Your task -> If a line in the records below holds the string "girl", count it, and state only the final count.

Input data ->
* * * * * * * * *

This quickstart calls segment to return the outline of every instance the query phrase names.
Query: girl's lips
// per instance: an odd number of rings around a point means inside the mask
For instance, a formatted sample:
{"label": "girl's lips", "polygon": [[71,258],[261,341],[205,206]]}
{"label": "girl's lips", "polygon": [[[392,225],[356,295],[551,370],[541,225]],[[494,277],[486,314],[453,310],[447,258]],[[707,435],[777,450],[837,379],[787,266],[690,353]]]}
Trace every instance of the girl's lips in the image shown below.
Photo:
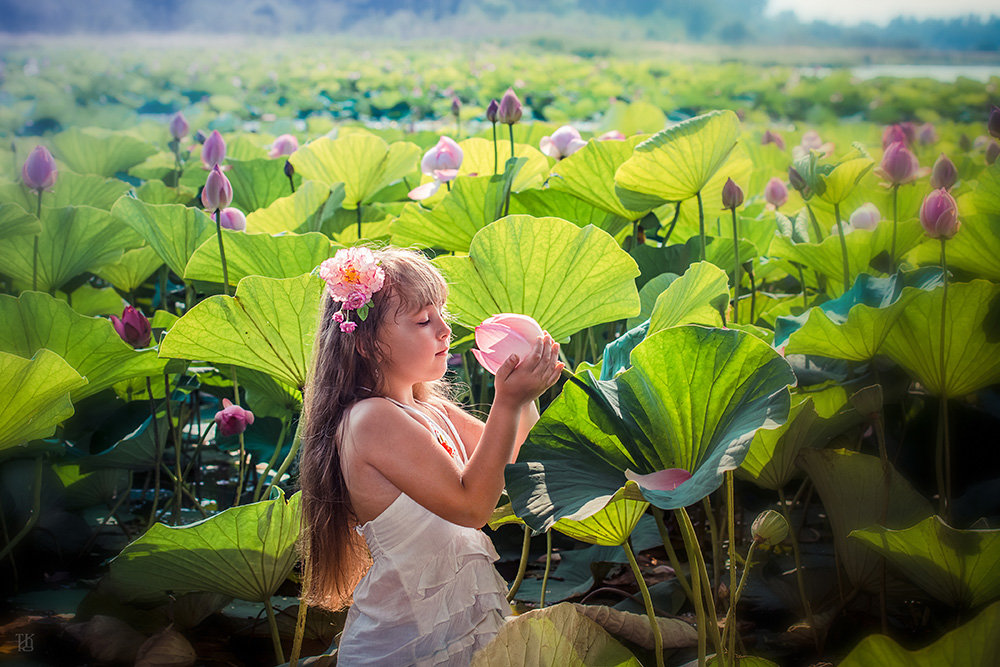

* * * * * * * * *

Your response -> 4